St.-RŽmy was an important time in the artist's life - the Van Gogh Museum devotes almost half a gallery to van Gogh's work there, mostly paintings of the countryside in deep purples and dark greens. Images of death resonate in his depictions of reapers and harvests. While the intention of Face to Face is to focus on the portrait, one of his two final self-portraits is lost in the room's attempt to embrace a very intense period. This self-portrait caused van Gogh to allude to his own death, describing himself on the day he painted it as 'thin and pale as a ghost,' but it is barely noticed in the room. Van Gogh's descent into his final depression deserves more attention, either through commentary or the inclusion of more works from this period.
Similarly, Dr. Gachet, a crucial person in the life of van Gogh and other artists, including Pissaro, so important that the Metropolitan Museum of Art in New York devoted an exhibit to him a few years ago, is noted only by the inclusion of some etchings. Gachet nurtured van Gogh in his final days, but this is somehow overlooked by Face to Face, an exhibit that otherwise does an excellent job of connecting van Gogh's portraits to his personal life.

* [Data lines]:
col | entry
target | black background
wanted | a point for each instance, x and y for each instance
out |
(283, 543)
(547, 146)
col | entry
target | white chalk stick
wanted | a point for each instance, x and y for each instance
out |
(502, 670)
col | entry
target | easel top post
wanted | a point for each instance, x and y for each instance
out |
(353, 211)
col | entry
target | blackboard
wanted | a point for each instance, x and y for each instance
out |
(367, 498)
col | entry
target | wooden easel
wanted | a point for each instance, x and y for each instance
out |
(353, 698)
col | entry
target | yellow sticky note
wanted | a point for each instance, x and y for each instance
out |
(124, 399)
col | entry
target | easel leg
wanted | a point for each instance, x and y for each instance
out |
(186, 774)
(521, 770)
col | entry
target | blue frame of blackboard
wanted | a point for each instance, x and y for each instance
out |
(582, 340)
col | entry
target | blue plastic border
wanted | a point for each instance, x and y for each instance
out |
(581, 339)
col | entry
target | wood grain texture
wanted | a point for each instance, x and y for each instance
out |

* [Written tasks]:
A) Rewrite the part of the Face to Face exhibit review that begins with "Similarly, Dr. Gachet, a" and ends with "his personal life.", putting "drawings" in place of "etchings".
B) Write the next part of the Face to Face exhibit review, picking up after its last sentence.

* [Task-by-task answers]:
A)
Similarly, Dr. Gachet, a crucial person in the life of van Gogh and other artists, including Pissaro, so important that the Metropolitan Museum of Art in New York devoted an exhibit to him a few years ago, is noted only by the inclusion of some drawings. Gachet nurtured van Gogh in his final days, but this is somehow overlooked by Face to Face, an exhibit that otherwise does an excellent job of connecting van Gogh's portraits to his personal life.

B)
The two last paintings in the exhibit - 'Adeline Ravoux' (1890), a girl with blond hair painted against a black background, and 'Portrait of a Girl' (1890), a girl with black hair painted against a white background - strangely summarize van Gogh's career as an artist and his emotional maturation. He could appreciate color, but in the end, the contrast between color and darkness, or his madness, was too much for him. As his brother Theo wrote, 'Life was such a burden to him, but now, as often happens, everyone is full of praise for his talents.'
The intrigue and beauty of van Gogh's portraits are immortal because they present a person and an artist. Seeing all of these portraits together is a phenomenal opportunity to learn about dignity, humanity and intellectual curiosity as seen through the eyes of an artist. Although the artist wrote, They say -and I am very willing to believe it - that it is difficult to know oneself - but it isn't easy to paint oneself either,' his portraits do reveal himself - not just the self-portraits, but all of his work - and to miss this chance to appreciate the genius of van Gogh's personality would be a shame.